Excerpt from a dataset.

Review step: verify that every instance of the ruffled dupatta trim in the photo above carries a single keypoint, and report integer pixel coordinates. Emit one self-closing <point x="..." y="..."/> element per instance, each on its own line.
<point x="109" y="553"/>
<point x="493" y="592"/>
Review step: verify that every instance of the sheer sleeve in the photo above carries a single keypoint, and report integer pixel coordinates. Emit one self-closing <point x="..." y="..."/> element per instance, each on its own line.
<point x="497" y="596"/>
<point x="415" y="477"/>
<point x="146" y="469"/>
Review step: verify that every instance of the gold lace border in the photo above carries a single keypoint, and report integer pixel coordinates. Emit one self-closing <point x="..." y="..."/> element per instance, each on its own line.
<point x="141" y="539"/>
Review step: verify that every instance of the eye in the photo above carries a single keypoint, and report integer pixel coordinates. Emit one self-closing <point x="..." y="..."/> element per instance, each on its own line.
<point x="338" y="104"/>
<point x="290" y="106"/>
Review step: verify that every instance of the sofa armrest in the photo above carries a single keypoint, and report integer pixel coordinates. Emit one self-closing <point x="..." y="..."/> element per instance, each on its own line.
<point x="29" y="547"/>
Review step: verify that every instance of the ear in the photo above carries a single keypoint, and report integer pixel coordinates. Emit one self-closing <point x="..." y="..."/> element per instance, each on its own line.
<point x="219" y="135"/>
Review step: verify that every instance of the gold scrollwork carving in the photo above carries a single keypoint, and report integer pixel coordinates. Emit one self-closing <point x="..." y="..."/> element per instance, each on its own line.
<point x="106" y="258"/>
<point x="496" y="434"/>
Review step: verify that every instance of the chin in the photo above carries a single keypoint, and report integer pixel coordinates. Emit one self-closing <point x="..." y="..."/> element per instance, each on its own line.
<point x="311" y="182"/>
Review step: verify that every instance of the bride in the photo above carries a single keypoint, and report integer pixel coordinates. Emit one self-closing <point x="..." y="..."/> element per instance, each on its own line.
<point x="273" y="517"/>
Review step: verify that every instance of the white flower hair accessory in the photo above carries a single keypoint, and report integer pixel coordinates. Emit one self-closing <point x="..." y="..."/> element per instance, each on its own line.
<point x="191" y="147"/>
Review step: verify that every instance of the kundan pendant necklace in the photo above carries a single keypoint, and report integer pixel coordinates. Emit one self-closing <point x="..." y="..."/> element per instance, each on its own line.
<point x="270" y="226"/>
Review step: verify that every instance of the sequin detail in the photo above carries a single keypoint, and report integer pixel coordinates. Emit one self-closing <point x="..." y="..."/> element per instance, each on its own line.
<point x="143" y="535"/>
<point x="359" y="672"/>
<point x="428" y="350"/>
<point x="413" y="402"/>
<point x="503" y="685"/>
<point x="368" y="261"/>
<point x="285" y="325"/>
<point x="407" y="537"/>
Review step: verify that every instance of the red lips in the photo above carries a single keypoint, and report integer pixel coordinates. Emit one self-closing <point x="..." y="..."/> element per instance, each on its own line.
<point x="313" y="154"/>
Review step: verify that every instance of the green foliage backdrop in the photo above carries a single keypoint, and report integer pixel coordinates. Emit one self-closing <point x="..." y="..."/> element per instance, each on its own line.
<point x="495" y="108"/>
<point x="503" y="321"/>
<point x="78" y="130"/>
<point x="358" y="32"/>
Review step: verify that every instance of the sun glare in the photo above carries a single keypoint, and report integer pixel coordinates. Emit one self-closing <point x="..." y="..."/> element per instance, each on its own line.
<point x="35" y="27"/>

EXERCISE DETAILS. Each line from the one with "Review step: verify that every instance of the sequin" through the last line of the records must be written out word for word. Include nothing else.

WRITTEN RESPONSE.
Review step: verify that every instance of the sequin detail in the photo above carries a single keypoint, and report integer pixel coordinates. Emit one self-closing <point x="..." y="..."/> element per instance, each on its own line.
<point x="143" y="535"/>
<point x="359" y="672"/>
<point x="428" y="350"/>
<point x="413" y="402"/>
<point x="503" y="685"/>
<point x="368" y="261"/>
<point x="285" y="325"/>
<point x="407" y="537"/>
Review step: verify that every instance of the red lips in the photo above carries a single keypoint, and report integer pixel coordinates. Emit one self-closing <point x="..." y="..."/> element per instance, each on its own line.
<point x="313" y="154"/>
Review step: verify that every instance of the green foliage backdrop in the photo above carries a single keypoint, and report integer pixel coordinates. Emit one self-closing <point x="..." y="..."/> element per instance, each on its own line.
<point x="495" y="108"/>
<point x="503" y="321"/>
<point x="78" y="130"/>
<point x="358" y="32"/>
Review step: verify that every instance of the sun glare in the photo above carries a single keypoint, and report integer pixel coordinates. Emit one self-closing <point x="..." y="..."/> element per instance, each on its own line.
<point x="35" y="27"/>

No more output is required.